**WHAT IS REQUIRED**
Would you please restate the data exactly as it stands, apart from the pictures?

══════════════════════════════

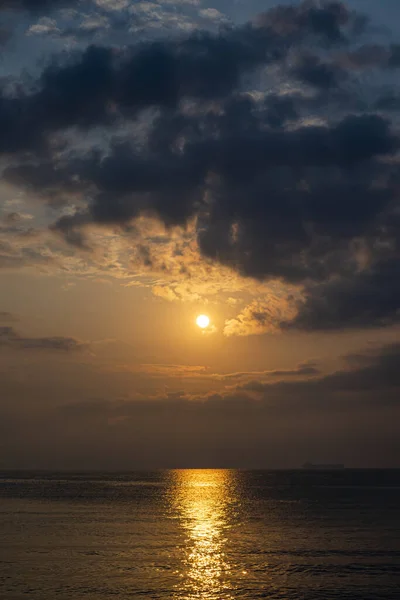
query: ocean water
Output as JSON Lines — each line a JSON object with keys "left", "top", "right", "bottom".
{"left": 0, "top": 470, "right": 399, "bottom": 600}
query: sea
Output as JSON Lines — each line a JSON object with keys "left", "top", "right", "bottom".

══════════════════════════════

**EXERCISE ANSWER**
query: ocean water
Output as JSON Lines — each line a JSON object with keys "left", "top", "right", "bottom".
{"left": 0, "top": 470, "right": 399, "bottom": 600}
query: sea
Output as JSON Lines — each line a JSON object with keys "left", "top", "right", "bottom".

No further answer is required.